When Ansett went belly-up in September 2001, only hastily developed contingency plans, a lot of hard yakka and heaps of teamwork prevented Air NZ’s IT ­infrastructure from sharing the fate of its doomed Australian counterpart.

It should have been the day a long-held dream was finally realised. By mid-September 2001, Ansett and Air New Zealand’s IT infrastructure and operations finally should have been integrated, consolidated into a single data centre running out of Melbourne. Intended to be the glorious culmination of months of careful planning and preparation, the move to a common data centre would have completed a major stage in a projected three-year program of work on moving the two airlines to common systems and processes. Celebrations were planned.

Instead, with the public announcement of Ansett’s collapse on September 12, just a few days before the new data centre was to have been fully commissioned, Air New Zealand’s (Air NZ) dreams of IT integration were well and truly shattered. Not only would the data centre merger not now take place, Air NZ group vice president strategy and planning Andrew David was facing major headaches to keep his own airline’s IT operations sound.

“It had been obvious for some time that both Air New Zealand’s and Ansett’s systems needed replacing,” David says. “Before the collapse there was a program of work under way to integrate both companies’ IT infrastructure, which had actually all but happened. We were a few days away from having one data centre in Melbourne when it all went belly up.

“We’d already saved a sizeable sum. We had quite an extensive integration program under way, and we had a program planned over a three-year period to move to single systems, single business processes right across the two airlines, and we had made significant progress. We’d gone to single suppliers. We were all but ready to turn the switch on in the data centre in Melbourne and turn off our Auckland data centre.”

Then Ansett collapsed and Air NZ found itself devoting the next six months to efforts to breathe life back into the Auckland data centre. Instead of helping the 500 staff in Melbourne settle into their roles, David was forced to begin an immediate program of rebuilding, to secure the information Air NZ needed to survive. And he abruptly found himself facing the biggest test his leadership had ever faced.

**TASK REQUIREMENTS**:
[1] Do these statements agree with the passage on Ansett's collapse? Answer yes or no for each and quote the words from the passage that decide it. (a) Ansett's collapse was publicly announced on September 12. (b) The single data centre was to run out of Auckland. (c) The program to move both airlines to common systems was planned over five years.
[2] In the passage on Ansett's collapse, rewrite the part starting with "It should have" and going on through "Celebrations were planned.", renaming "data centre" as "computing hub" everywhere it occurs.

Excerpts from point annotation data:
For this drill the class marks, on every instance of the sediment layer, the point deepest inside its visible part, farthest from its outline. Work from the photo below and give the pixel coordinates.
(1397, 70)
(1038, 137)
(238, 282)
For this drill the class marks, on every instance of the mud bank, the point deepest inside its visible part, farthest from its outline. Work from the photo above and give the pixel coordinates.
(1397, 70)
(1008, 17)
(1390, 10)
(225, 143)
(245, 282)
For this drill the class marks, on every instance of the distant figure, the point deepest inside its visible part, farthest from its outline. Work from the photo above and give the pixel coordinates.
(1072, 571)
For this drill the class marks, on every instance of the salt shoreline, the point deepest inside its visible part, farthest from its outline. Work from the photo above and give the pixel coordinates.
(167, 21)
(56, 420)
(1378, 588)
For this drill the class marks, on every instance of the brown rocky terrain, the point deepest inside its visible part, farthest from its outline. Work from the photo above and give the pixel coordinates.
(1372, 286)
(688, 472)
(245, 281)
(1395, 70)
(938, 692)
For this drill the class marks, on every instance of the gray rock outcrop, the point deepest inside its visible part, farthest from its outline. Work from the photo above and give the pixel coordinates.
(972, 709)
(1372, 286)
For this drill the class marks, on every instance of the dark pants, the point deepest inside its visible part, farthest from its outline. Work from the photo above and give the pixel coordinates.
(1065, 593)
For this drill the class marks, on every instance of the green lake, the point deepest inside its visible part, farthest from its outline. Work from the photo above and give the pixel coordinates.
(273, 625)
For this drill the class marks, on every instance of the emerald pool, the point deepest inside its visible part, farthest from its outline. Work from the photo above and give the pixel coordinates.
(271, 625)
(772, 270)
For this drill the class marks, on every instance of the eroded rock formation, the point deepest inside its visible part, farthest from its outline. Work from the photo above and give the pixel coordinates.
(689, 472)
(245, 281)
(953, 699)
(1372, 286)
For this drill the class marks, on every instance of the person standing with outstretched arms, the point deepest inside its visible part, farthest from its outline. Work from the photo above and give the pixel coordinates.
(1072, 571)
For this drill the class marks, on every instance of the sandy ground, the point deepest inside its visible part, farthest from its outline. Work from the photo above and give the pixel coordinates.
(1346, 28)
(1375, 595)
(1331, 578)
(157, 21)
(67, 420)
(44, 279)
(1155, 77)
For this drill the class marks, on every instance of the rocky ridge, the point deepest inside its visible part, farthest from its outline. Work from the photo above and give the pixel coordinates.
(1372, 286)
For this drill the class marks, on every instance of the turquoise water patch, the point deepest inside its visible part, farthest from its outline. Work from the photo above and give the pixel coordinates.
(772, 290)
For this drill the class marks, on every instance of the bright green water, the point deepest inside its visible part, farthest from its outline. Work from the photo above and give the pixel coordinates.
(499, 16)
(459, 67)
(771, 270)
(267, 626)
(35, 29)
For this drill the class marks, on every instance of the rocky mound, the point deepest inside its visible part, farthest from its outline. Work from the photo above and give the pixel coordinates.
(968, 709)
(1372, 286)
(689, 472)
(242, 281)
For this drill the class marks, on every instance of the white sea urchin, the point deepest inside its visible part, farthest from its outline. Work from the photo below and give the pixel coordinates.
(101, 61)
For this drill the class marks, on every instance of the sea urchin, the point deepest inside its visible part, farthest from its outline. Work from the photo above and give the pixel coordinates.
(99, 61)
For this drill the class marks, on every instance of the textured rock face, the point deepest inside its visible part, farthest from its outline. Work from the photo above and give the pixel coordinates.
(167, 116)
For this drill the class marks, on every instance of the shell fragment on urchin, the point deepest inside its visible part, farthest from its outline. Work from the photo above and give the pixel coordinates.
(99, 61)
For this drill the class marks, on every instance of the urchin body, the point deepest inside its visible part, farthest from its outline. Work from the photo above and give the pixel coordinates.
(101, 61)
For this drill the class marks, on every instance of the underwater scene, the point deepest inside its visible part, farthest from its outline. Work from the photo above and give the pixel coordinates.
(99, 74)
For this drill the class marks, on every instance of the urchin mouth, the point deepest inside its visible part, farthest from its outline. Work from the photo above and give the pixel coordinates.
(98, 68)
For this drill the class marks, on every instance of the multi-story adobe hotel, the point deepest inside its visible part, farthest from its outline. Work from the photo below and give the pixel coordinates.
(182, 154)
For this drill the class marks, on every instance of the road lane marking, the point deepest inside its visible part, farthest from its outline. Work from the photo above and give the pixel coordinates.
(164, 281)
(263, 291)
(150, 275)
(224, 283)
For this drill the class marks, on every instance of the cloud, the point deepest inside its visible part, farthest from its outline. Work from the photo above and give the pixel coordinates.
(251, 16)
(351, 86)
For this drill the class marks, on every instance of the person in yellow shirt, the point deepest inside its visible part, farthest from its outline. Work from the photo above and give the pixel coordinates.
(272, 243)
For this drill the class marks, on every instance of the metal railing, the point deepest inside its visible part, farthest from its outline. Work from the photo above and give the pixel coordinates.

**THE ANSWERS**:
[1]
(a) Yes: "with the public announcement of Ansett’s collapse on September 12"
(b) No: "consolidated into a single data centre running out of Melbourne"
(c) No: "a projected three-year program of work on moving the two airlines to common systems and processes"

[2]
It should have been the day a long-held dream was finally realised. By mid-September 2001, Ansett and Air New Zealand’s IT infrastructure and operations finally should have been integrated, consolidated into a single computing hub running out of Melbourne. Intended to be the glorious culmination of months of careful planning and preparation, the move to a common computing hub would have completed a major stage in a projected three-year program of work on moving the two airlines to common systems and processes. Celebrations were planned.